- **Work instructions**: Copy each record exactly as it reads, leaving out any pictures it holds.

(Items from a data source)
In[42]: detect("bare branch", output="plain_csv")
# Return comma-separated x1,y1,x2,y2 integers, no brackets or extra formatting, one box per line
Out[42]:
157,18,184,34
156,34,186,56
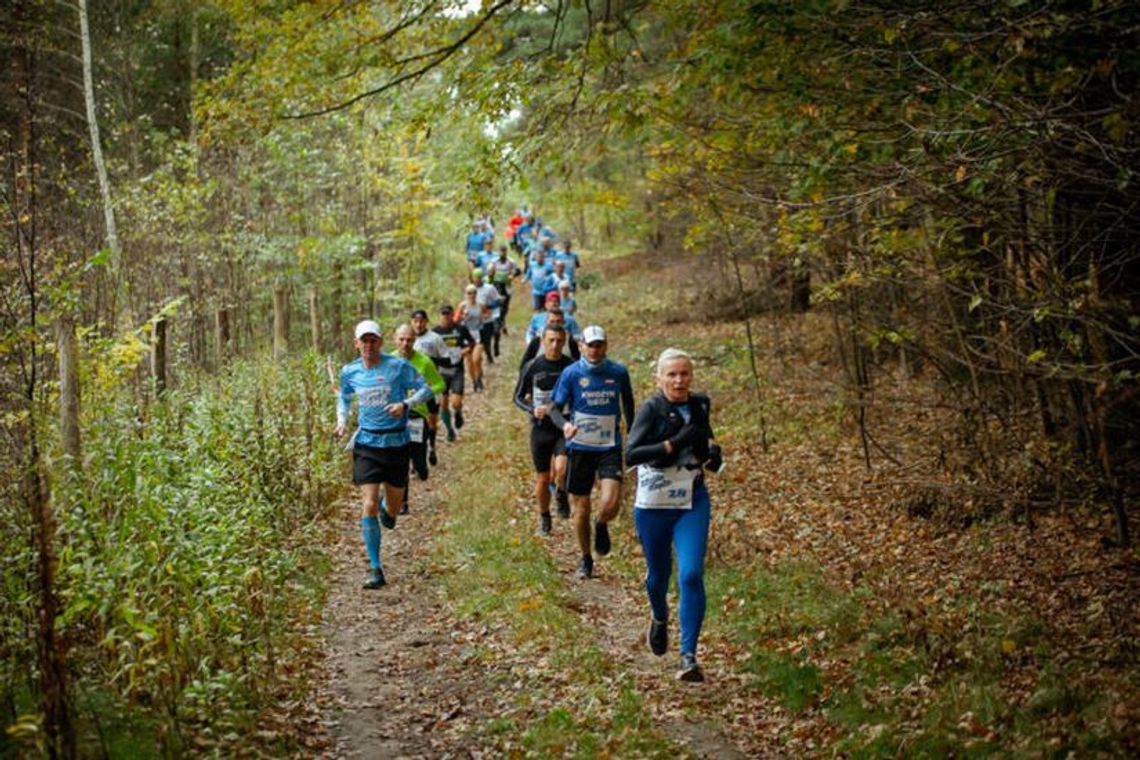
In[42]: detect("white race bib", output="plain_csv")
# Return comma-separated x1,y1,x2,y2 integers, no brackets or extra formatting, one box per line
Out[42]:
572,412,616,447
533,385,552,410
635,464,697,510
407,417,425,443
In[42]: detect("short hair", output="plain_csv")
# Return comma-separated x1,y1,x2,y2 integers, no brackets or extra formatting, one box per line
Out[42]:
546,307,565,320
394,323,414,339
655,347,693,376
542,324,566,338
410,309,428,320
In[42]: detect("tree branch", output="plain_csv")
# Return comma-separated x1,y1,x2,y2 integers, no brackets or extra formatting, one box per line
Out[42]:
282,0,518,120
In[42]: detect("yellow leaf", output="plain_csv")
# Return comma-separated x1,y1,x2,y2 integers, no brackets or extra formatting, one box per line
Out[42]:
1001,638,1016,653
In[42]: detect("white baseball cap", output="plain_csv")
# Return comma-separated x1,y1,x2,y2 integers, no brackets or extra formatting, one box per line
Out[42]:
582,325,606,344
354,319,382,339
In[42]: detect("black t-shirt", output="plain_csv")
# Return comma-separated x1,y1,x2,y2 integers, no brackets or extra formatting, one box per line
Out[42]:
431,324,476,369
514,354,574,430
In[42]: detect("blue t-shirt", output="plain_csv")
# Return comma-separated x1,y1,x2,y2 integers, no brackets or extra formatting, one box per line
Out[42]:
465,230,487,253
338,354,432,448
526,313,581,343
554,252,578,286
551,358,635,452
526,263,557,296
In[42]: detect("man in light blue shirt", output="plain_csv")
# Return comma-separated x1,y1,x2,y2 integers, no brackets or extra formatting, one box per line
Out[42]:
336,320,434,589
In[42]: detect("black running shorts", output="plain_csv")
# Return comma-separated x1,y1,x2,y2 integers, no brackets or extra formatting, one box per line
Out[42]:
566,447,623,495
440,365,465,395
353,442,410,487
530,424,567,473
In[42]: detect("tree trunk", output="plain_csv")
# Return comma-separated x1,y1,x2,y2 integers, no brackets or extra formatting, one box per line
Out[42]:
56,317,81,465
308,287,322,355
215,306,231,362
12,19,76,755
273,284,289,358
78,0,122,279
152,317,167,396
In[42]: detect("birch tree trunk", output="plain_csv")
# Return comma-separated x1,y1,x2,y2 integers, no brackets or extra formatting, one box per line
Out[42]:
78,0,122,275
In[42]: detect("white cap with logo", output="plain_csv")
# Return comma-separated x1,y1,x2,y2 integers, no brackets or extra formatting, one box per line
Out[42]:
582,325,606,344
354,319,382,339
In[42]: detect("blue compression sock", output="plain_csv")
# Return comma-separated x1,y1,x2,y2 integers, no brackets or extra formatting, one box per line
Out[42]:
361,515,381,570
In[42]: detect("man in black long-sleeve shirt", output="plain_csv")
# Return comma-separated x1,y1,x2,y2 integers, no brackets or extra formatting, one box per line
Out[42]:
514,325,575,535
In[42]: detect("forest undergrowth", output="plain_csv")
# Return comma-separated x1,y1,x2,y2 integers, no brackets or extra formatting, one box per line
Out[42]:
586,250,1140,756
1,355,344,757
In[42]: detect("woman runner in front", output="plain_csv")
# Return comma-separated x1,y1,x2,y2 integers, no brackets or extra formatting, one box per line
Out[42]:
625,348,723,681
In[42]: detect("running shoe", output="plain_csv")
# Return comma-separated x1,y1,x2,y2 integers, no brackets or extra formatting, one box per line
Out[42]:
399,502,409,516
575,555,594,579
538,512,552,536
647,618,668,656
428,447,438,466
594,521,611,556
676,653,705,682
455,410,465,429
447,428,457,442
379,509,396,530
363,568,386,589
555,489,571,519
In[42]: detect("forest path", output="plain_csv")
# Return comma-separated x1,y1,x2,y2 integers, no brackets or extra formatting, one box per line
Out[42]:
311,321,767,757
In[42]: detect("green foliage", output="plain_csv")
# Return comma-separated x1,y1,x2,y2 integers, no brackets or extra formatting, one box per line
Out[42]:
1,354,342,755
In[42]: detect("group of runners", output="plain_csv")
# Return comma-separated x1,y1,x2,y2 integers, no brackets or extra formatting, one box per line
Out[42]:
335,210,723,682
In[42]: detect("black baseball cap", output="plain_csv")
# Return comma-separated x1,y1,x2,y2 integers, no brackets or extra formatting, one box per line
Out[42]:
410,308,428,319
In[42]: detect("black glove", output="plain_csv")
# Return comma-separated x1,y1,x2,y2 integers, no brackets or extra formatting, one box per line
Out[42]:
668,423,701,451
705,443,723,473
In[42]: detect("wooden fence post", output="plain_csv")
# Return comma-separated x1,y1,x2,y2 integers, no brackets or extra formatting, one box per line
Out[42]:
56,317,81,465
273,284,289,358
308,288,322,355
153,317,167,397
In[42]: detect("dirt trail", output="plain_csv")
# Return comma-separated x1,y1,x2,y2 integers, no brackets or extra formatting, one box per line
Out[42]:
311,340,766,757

- **Solution for this task**:
In[42]: detect("bare branch", output="plain_csv")
# Return comma-separated x1,y1,x2,y2 integers, no brackets or extra formatting, one box per line
Out[42]:
157,18,184,34
156,34,186,56
In[42]: detect("white race bib", output="plain_csv")
# Return comma-separated x1,y1,x2,y2 integers, no brackets or extra formatting, one box per line
Out[42]:
572,412,616,447
533,385,552,410
635,464,697,510
407,417,425,443
In[42]: detect("short hair", output="plain_csv")
# Return comma-separated x1,y1,x2,y2 integers, no brackets or extra formatting, one box per line
Out[42]:
546,307,565,320
394,323,414,339
655,347,693,376
542,324,566,338
410,309,428,320
In[42]: detect("tree branch", output="plain_csv")
# Return comma-separated x1,y1,x2,y2 integers, no brackets or extra formatting, one box per line
Out[42]:
282,0,518,120
In[42]: detect("yellow leaf", output="plain_csv")
# Return comma-separated x1,y1,x2,y2 integers, no brackets or extra formatting, one box per line
Out[42]:
1001,638,1016,653
In[42]: detect("white baseball cap", output="plain_csv")
# Return comma-separated x1,y1,x2,y2 integers, no brackets or extra formatting, one box per line
Out[42]:
582,325,606,344
354,319,382,339
In[42]: detect("black t-shirt", output="plain_csv")
# Return comma-separated x1,y1,x2,y2 integers, no brackets or extra formatting, one box per line
Out[42]:
431,324,476,369
514,354,574,430
In[42]: detect("blue t-shirt", output="plain_csv")
# Return comma-separated x1,y1,x2,y2 integers, no brackets or extra formatting, one box per line
Out[42]:
465,230,487,253
338,354,432,448
526,313,581,343
554,252,578,286
551,358,635,452
526,263,557,296
In[42]: detect("man in light blue shirt", output="plain_csv")
# Return comma-separated x1,y1,x2,y2 integers, no brackets or extra formatting, one box per line
Out[42]:
336,320,434,589
In[42]: detect("black running shorts", output="plain_csv")
# Return comma-separated x1,y1,x2,y2 integers, no brackets or extra formatting, one box per line
Out[42]:
566,447,623,495
440,365,465,395
353,442,410,487
530,424,567,473
In[42]: detect("tree trunk", output="plain_csv")
# Return comma-separated x1,y1,x2,y2 integers, no brackets or extra formatting, one box per line
Out[42]:
56,317,81,465
308,287,322,355
215,306,231,362
12,19,76,755
273,284,289,358
78,0,122,279
152,317,167,396
In[42]: detect("birch tree trunk", output="plain_csv")
# Return comma-separated x1,y1,x2,y2 integers, no brackets or extra formatting, one box per line
Out[42]:
78,0,122,275
In[42]: detect("white cap with logo", output="plain_csv")
# Return comma-separated x1,y1,x2,y2 integers, no brackets or extra formatting, one box per line
Out[42]:
582,325,606,344
354,319,382,339
In[42]: detect("blue compression sock", output="plain_csv")
# Return comma-separated x1,y1,x2,y2 integers, no brackets or extra formatting, one box per line
Out[42]:
361,515,381,570
In[42]: detect("man in black long-sleeve shirt", output="plain_csv")
# Return comma-separated x1,y1,x2,y2 integers, no brackets or extra formatting, one box per line
Out[42]:
514,325,575,535
In[42]: detect("forest undergrowth", output="plain_csv")
# Return comma-separated x1,y1,x2,y2 integers, no brackets or extra formatting, one box per line
Out[42]:
586,250,1140,756
1,355,344,757
In[42]: detect("woman runner in front", output="plain_csv")
# Return comma-separated x1,y1,x2,y2 integers, no brackets or extra formatting, one box per line
Out[42]:
625,348,723,681
In[42]: detect("running shoe", output="plain_csv")
# Return comma-separated x1,y1,x2,y2 integers, no brackets or extra formatting, one box per line
Out[42]:
399,502,409,516
575,555,594,579
538,512,552,536
647,618,668,656
428,447,438,466
594,521,611,556
676,653,705,682
455,410,465,429
447,428,457,442
379,509,396,530
363,568,386,589
555,489,571,519
In[42]: detect("forest path", output="plain_csv")
# Return comma-separated x1,y1,x2,y2 integers, no brackets or extra formatting, one box per line
Out[42]:
311,321,767,757
In[42]: detect("green foliage", output="plain_csv")
# Return comma-separated x1,y1,x2,y2 integers, no brackets or extra formatting, one box per line
Out[42]:
1,354,342,755
In[42]: detect("group of runners", output="plain_csv")
# Return comma-separated x1,y1,x2,y2 integers, no brackets or extra formatting, one box per line
Out[42]:
335,210,723,682
In[42]: detect("black baseball cap", output="plain_csv")
# Return comma-separated x1,y1,x2,y2 integers, no brackets or extra formatting, one box per line
Out[42]:
410,308,428,319
In[42]: detect("black glove", output="plain_csv")
# Return comma-separated x1,y1,x2,y2 integers, no brackets or extra formatting, one box per line
Out[42]:
668,423,701,451
705,443,723,473
In[42]: detect("wooden fence post", output="plain_csv")
# Return comma-separated x1,y1,x2,y2 integers, no brackets or extra formatting, one box per line
Out[42]:
56,317,81,465
273,284,289,358
308,288,322,355
153,317,167,397
In[42]: detect("dirt trail", output="plain_csv")
# Return comma-separated x1,y1,x2,y2 integers, no brackets or extra formatting, one box per line
Out[42]:
311,340,766,757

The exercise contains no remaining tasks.